* [Goal]
Starting at the line that contains "Could you point to the chair", copy each line through the end of the listing below. Include both ends and output nothing more.

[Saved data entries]
<<<<

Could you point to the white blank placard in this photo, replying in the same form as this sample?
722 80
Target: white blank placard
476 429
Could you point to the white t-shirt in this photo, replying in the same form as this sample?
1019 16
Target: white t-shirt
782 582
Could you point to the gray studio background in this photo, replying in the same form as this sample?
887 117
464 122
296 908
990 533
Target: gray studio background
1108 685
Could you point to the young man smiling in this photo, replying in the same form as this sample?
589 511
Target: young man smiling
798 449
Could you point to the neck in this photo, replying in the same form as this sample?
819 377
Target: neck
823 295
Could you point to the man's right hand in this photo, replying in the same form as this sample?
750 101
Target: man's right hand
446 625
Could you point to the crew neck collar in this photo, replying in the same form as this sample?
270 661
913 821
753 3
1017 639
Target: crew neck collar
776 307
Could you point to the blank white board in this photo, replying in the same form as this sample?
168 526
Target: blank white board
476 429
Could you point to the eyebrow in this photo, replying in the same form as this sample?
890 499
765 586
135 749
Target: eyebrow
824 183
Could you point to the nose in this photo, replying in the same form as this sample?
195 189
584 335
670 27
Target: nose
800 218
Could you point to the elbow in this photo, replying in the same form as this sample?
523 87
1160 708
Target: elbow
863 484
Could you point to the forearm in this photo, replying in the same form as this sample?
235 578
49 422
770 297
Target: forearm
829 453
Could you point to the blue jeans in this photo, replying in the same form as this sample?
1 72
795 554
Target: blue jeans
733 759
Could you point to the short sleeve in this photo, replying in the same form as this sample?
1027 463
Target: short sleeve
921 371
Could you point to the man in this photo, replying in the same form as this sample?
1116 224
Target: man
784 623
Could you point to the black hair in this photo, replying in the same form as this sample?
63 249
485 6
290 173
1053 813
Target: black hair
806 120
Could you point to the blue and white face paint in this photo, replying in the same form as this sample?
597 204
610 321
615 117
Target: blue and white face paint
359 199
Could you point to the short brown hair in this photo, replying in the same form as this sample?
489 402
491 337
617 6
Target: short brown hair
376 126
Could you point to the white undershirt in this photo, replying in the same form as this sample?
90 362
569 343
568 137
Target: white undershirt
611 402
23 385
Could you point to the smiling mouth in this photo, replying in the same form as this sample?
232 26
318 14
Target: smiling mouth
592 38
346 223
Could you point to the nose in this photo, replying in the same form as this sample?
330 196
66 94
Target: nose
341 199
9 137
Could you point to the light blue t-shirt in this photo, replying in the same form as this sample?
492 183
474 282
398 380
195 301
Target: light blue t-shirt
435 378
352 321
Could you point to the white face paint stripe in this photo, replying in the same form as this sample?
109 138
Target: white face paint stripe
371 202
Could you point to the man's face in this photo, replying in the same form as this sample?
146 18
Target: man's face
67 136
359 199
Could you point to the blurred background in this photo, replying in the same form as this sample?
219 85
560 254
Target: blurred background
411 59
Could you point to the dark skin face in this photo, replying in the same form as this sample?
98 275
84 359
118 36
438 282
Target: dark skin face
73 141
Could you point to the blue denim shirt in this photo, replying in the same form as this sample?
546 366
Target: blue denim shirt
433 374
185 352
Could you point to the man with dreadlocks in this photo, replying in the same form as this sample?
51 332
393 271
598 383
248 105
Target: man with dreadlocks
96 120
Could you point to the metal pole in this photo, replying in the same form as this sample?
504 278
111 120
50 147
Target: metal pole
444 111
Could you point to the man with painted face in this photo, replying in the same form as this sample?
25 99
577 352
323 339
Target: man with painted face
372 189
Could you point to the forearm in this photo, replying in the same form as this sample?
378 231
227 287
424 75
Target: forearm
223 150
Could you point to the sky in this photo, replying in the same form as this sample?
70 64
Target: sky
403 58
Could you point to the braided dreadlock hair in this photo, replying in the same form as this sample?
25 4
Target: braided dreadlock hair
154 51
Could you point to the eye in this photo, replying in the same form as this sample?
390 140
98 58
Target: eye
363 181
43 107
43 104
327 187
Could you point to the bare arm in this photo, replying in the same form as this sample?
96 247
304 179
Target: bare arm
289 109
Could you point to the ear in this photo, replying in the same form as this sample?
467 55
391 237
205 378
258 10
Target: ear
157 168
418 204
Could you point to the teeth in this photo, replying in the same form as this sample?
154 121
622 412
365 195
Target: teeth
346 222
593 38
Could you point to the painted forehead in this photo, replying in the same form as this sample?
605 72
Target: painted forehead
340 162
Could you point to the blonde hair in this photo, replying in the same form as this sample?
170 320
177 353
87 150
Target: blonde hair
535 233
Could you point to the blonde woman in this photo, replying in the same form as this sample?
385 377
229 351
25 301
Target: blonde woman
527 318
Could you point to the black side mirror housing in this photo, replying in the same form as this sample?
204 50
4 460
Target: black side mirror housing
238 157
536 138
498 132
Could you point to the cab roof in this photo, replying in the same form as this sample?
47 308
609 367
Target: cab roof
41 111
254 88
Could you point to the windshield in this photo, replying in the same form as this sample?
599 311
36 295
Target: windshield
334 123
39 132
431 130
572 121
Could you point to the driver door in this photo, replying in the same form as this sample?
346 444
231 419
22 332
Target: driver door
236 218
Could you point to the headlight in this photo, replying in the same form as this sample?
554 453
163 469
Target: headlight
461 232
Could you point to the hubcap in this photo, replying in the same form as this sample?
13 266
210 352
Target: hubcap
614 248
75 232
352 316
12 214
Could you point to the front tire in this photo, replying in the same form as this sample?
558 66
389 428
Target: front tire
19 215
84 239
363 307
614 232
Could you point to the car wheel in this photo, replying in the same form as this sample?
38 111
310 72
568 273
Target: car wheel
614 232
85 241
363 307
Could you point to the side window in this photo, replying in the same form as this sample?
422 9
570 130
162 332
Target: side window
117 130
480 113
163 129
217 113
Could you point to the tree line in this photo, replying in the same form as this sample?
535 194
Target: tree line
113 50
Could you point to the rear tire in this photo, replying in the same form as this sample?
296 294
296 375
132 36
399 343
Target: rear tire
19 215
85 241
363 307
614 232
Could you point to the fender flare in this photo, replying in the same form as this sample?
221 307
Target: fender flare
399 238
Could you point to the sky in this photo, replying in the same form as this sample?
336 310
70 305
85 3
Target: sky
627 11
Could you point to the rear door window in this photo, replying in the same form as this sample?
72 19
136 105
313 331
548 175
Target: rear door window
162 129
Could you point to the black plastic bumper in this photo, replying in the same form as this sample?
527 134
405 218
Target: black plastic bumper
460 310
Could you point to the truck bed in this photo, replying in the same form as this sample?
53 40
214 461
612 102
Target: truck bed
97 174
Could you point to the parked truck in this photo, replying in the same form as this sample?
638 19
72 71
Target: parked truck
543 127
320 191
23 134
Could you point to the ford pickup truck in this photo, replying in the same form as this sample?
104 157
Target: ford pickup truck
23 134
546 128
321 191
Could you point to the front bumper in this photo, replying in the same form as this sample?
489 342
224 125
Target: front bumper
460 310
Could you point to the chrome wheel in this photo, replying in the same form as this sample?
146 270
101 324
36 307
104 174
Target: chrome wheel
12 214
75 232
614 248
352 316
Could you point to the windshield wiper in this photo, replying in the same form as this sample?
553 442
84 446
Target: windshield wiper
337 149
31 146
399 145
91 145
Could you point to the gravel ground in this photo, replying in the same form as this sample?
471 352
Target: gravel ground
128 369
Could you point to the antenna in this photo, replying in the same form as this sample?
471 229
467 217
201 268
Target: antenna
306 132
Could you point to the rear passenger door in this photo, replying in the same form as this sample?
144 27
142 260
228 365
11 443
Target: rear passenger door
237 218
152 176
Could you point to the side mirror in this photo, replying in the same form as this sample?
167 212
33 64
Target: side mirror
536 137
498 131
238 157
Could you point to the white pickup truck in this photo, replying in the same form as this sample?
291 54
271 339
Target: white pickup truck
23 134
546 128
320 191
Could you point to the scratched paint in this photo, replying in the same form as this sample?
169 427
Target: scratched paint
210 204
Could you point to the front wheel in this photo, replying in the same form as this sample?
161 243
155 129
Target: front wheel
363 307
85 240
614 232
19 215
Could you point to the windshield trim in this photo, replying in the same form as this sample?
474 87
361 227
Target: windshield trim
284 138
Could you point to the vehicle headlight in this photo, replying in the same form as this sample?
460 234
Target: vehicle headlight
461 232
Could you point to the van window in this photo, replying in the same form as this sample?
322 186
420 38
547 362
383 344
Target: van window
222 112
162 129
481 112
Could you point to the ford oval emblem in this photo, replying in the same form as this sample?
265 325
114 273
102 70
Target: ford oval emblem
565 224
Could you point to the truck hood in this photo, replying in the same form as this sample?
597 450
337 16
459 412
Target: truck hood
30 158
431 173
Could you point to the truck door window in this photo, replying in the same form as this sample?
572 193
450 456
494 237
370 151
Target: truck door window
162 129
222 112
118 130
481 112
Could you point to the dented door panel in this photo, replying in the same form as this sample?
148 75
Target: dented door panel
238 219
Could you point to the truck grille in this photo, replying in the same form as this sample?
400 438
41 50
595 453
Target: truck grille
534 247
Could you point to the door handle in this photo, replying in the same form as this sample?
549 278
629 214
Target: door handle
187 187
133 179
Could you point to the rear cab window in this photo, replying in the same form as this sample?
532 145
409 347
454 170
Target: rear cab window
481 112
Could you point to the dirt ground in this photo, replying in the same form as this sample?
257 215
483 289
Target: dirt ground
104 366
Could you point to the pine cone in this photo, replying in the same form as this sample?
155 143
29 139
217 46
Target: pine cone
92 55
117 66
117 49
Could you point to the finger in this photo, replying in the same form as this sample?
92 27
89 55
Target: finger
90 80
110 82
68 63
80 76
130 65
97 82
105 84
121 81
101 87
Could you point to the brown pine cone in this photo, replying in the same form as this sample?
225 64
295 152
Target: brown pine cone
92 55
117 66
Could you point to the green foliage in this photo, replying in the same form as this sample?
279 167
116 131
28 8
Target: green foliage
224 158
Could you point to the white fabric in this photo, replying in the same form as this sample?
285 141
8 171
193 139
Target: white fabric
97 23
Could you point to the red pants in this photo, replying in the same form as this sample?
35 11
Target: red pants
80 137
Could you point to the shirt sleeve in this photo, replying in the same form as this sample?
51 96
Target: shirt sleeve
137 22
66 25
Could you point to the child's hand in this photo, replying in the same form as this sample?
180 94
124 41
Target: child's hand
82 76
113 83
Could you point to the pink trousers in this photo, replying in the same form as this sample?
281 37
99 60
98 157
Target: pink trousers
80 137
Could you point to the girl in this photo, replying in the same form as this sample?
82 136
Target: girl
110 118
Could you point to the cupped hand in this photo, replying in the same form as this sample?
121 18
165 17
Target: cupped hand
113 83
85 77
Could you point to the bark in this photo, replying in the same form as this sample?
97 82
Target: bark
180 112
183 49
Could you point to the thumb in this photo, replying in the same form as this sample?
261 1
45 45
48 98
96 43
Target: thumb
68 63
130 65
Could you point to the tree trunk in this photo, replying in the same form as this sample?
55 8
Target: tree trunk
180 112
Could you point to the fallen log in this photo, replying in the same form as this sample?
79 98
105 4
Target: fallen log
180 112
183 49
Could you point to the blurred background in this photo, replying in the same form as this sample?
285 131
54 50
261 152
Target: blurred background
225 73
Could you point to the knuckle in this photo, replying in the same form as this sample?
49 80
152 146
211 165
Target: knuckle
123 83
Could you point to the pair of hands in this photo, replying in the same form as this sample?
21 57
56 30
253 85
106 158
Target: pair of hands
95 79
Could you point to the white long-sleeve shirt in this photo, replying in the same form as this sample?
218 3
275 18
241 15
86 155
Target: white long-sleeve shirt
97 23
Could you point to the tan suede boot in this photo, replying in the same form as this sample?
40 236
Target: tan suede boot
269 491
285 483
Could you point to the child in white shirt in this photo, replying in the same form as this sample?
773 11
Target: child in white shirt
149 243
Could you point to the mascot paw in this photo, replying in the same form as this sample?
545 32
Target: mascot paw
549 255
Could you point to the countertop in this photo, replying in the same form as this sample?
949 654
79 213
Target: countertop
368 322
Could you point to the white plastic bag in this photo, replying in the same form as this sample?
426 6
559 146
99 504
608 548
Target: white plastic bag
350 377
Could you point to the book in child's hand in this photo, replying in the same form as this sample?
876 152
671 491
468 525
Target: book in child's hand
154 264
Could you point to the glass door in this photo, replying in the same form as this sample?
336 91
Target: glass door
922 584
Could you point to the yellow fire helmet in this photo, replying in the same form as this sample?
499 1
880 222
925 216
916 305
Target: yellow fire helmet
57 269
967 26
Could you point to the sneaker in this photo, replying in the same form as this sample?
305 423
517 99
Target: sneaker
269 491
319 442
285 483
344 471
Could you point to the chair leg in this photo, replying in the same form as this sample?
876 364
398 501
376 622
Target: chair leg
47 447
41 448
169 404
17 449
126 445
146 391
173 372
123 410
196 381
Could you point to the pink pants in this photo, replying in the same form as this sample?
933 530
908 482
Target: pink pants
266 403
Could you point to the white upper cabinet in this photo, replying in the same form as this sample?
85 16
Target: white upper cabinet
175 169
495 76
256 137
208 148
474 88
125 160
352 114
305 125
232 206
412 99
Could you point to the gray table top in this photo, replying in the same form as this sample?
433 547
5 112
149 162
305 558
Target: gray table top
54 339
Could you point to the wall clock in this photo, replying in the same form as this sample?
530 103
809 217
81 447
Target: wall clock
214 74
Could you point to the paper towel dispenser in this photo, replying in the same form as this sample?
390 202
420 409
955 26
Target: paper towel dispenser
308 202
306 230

>>>>

* [Reply to the task]
Could you point to the chair leg in this photo, replying in the same form as this sample?
876 364
398 501
376 622
Target: chair leg
47 447
41 448
169 404
17 449
126 445
146 391
173 372
123 410
196 381
Could you point to the pink pants in this photo, replying in the same form as this sample?
933 530
908 482
Target: pink pants
266 403
Could you point to the white upper cabinet in this photo, replying in the same form as this sample?
85 16
Target: white upper cabinet
175 169
495 76
256 137
208 148
474 88
125 160
352 114
305 125
232 206
412 99
Could you point to the gray table top in this photo, replying in the same form as this sample?
433 547
5 112
149 162
305 558
Target: gray table top
54 339
Could you point to the wall clock in this photo, replying in the same form as this sample?
530 103
809 217
81 447
Target: wall clock
214 74
Could you point to the paper towel dispenser in this photo, replying in the same form as this sample?
390 202
420 409
955 26
Target: paper towel dispenser
308 202
306 230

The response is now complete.